━━━━━ Rows
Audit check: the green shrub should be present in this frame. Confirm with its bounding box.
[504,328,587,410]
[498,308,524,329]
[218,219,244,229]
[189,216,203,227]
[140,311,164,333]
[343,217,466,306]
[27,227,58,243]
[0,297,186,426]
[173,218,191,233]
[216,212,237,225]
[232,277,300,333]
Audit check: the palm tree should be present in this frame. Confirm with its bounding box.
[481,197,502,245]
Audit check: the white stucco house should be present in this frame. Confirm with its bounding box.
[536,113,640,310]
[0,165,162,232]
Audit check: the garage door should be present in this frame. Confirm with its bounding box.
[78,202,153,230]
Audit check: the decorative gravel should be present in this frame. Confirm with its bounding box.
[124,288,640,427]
━━━━━━━━━━
→ The exercise
Quote the items above word for word, beginning with their first line and continuing through the line that contains "[0,165,162,232]", including that line.

→ Task answer
Audit check: the green shrub should be present in this frame. Confirm with its bounding box.
[504,328,587,410]
[498,308,524,329]
[218,219,244,229]
[189,216,203,227]
[140,311,164,333]
[343,217,466,306]
[27,227,58,243]
[0,297,186,426]
[173,218,191,233]
[216,212,237,225]
[232,277,300,333]
Audit check: the palm tree should be present in this frame. Confirm with its bounding box.
[481,197,502,245]
Audit check: the white stucco house should be present in this frame. Confirm with its bounding box.
[536,113,640,310]
[0,165,162,232]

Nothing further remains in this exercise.